Task goal.
Answer these from the excerpt on Russia's power scenario:
1. How many Duma members does Baburin's "Anti-NATO" deputy group claim?
2. What pledge has the new military doctrine reversed?
3. What post did Ivan Rybkin hold?

Excerpted passage.
RUSSIA HAS LEADERS WHO ARE WILLING TO CARRY OUT THE POWER SCENARIO. THE COUNTRY WOULD REACT THE WAY WEIMAR GERMANY DID TO THE RISE OF HITLER

Victor Irsraelyan, 1998 [For almost 50 years, Victor Israelyan was a Soviet ambassador, diplomat, arms control negotiator, and leading political scientist. The Washington Quarterly. Winter, 1998. SECTION: Vol. 2 1, No. 1; Pg. 47. HEADLINE: Russia at the Crossroads: Don't Tease a Wounded Bear \\ jan]VT99

Some will object that this scenario is implausible because no potential dictator exists in Russia who could carry out this strategy. I am not so sure. Some Duma members -- such as Victor Antipov, Sergei Baburin, Vladimir Zhirinovsky, and Albert Makashov, who are leading politicians in ultranationalistic parties and fractions in the parliament -- are ready to follow this path to save a "united Russia." Baburin's "Anti-NATO" deputy group boasts a membership of more than 240 Duma members. One cannot help but remember that when Weimar Germany was isolated, exhausted, and humiliated as a result of World War I and the Versailles Treaty, Adolf Hitler took it upon himself to "save" his country. It took the former corporal only a few years to plunge the world into a second world war that cost humanity more than 50 million lives.

THERE ARE SIGNS THAT THE POWER SCENARIO IS STARTING TO EMERGE IN RUSSIA

Victor Irsraelyan, 1998 [For almost 50 years, Victor Israelyan was a Soviet ambassador, diplomat, arms control negotiator, and leading political scientist. The Washington Quarterly. Winter, 1998. SECTION: Vol. 21, No. 1; Pg. 47. HEADLINE: Russia at the Crossroads: Don't Tease a Wounded Bear \\ jan]VT99

There are signs indicating that this scenario is emerging. The new military doctrine has actually reversed the pledge never to use nuclear weapons first. Earlier this year, Ivan Rybkin, secretary of Russia's Security Council, said, "Everyone must know that in case of a direct challenge our response will be fully fledged, and we are to choose the use of means." n 13 Later, in an interview, he said that parliamentary ratification of START 11 has become "almost impossible." n14 The Duma has again postponed the ratification of the Chemical Weapons Convention, and Russian military planners are claiming that the only feasible military response to NATO expansion is the redeployment of Russian tactical nuclear weapons closer to Russia's borders.

Records supplied.
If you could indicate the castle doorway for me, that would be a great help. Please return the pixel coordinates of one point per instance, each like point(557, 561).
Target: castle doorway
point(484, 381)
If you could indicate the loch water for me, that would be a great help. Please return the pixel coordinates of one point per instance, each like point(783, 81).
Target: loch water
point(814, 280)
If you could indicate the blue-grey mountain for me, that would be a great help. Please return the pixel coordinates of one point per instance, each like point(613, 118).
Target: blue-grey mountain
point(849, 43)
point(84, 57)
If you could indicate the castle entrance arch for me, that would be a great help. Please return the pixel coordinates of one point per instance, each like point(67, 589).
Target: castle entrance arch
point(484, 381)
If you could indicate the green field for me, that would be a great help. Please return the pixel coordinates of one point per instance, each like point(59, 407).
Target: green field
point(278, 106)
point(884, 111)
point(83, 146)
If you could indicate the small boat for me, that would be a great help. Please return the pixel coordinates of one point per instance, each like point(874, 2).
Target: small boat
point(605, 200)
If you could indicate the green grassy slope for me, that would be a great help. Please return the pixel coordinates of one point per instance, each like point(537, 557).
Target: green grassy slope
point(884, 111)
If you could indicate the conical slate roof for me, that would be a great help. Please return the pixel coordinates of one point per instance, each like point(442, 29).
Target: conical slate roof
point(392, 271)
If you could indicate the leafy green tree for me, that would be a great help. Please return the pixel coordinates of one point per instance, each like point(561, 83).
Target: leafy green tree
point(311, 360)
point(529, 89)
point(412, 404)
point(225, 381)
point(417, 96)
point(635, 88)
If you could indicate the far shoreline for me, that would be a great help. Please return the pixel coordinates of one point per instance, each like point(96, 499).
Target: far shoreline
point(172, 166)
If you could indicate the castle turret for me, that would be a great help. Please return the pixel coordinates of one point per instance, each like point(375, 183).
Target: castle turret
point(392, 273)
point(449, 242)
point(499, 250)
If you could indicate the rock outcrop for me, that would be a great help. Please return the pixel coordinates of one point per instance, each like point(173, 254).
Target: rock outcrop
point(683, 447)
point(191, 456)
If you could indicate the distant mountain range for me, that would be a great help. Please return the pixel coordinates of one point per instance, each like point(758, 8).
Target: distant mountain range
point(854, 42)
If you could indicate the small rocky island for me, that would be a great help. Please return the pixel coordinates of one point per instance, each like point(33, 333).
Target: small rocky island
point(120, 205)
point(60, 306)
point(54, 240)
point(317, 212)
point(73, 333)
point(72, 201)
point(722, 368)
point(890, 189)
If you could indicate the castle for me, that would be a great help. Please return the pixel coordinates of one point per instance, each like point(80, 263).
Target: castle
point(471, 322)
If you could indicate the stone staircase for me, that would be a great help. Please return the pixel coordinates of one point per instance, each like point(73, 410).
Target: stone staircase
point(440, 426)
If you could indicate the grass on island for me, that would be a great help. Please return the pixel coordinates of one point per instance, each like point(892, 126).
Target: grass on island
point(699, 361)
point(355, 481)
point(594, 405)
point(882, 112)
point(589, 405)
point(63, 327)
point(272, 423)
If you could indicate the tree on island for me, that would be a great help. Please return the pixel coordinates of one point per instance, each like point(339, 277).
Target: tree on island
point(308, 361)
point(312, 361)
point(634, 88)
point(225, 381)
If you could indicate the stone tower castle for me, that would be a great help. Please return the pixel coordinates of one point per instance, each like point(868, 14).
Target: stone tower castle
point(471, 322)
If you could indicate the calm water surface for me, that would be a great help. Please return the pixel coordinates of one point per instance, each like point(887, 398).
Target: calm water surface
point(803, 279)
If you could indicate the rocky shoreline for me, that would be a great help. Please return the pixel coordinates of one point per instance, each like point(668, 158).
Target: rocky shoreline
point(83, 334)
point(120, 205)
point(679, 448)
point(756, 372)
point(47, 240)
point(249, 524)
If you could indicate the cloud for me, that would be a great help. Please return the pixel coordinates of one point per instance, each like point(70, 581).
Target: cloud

Finished task.
1. More than 240.
2. The pledge never to use nuclear weapons first.
3. Secretary of Russia's Security Council.